Update the records below by changing every "blank white page" to "empty sheet". Leave everything else as it is.

Lines of data:
------

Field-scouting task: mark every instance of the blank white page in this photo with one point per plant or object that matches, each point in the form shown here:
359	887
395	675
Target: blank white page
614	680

------

EXERCISE ANSWER:
Field-scouting task: mark every instance of the empty sheet in this photo with one point per plant or object that matches, each point in the form shown here:
359	887
395	675
Target: empty sheet
614	680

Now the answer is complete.